<<<<

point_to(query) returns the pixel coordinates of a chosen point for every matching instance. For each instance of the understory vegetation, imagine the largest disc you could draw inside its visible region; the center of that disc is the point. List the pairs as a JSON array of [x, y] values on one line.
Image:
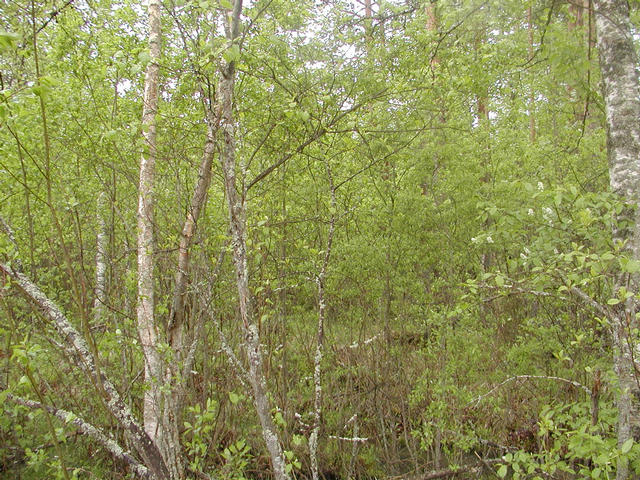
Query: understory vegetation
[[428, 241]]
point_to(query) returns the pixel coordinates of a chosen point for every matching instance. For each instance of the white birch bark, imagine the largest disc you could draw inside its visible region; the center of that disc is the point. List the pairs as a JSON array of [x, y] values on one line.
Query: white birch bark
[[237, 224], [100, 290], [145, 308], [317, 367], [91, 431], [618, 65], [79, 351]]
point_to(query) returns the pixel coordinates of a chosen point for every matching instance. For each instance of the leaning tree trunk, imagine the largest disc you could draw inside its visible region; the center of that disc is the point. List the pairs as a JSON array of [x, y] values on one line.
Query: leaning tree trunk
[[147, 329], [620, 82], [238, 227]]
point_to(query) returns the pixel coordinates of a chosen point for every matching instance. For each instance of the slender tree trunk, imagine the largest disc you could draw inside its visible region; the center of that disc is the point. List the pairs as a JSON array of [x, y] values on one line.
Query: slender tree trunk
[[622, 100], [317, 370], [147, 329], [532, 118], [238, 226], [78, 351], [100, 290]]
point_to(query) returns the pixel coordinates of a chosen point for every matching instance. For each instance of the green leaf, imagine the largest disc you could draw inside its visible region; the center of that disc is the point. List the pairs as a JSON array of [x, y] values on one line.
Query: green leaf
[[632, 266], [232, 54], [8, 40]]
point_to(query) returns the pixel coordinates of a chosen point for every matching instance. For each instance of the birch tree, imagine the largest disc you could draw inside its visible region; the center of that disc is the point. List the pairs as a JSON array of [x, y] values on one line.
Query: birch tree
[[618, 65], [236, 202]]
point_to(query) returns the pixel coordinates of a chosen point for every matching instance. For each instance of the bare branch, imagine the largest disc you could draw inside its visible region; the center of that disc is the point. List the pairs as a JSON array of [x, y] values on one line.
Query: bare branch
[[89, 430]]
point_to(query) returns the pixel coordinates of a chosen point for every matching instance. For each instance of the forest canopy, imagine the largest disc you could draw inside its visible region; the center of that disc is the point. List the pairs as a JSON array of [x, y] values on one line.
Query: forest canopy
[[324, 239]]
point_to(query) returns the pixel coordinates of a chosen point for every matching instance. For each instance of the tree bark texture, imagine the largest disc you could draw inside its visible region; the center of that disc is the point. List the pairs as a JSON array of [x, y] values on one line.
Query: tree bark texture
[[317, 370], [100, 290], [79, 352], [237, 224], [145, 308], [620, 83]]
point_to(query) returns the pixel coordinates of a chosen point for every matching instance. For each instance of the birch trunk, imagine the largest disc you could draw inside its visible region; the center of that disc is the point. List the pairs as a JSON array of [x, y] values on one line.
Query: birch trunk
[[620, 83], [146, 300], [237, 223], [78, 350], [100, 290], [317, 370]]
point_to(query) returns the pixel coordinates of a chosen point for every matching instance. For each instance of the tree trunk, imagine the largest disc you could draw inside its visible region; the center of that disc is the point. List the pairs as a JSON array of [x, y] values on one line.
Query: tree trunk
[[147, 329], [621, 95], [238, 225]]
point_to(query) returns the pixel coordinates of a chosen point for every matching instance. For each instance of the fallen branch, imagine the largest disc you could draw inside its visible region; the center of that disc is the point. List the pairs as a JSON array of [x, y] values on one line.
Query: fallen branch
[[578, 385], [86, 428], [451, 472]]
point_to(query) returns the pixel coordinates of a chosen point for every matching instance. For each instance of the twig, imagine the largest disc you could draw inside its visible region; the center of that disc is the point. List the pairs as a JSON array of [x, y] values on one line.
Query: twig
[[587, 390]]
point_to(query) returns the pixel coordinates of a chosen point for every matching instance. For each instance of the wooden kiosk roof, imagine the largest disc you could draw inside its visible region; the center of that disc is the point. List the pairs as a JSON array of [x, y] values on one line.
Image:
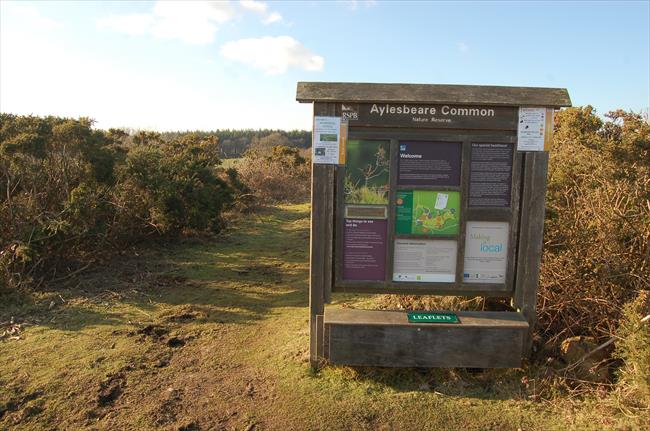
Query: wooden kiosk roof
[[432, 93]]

>>>>

* PROMPT *
Pictures are left out; print exactly the lines from the one holding "the tree trunk, imagine" through the last line of the listing above, both included.

* EXERCISE SOLUTION *
point_to(query) returns the pixel coordinates of a chosen point for every matching instance. For each instance of the tree trunk, imagine the largest disc you could draw inside its visible region; the center of that disc is the point. List the pairs as a JSON array of [x, y] values on one line.
Query: tree trunk
[[147, 329], [621, 95], [238, 225]]
point_to(query) returns the pixel coordinates of a chosen point for every matching instance. For each instance of the fallen branch, imagine the largest disc you could draw inside its visible region; the center of that disc is the point. List the pairs as a JSON array of [x, y] values on one line.
Query: fallen branch
[[578, 385], [86, 428], [451, 472]]
point_to(query) returns the pixel coordinates of a chosen point for every matching instance. For each instance of the twig, imagine the largest disc you could draw inside its visible region; the center of that disc is the point. List the pairs as a JSON array of [x, y] values on one line.
Query: twig
[[587, 390]]
point_to(query) returns the pixel coordinates of a chosen point for every matching instance. For each instance of the wooden kiosk roof, imagine the largest disc you could draw inside its visible region; the center of that disc is the point. List the pairs as a JSON array of [x, y] values on one line.
Image:
Query: wooden kiosk roof
[[432, 93]]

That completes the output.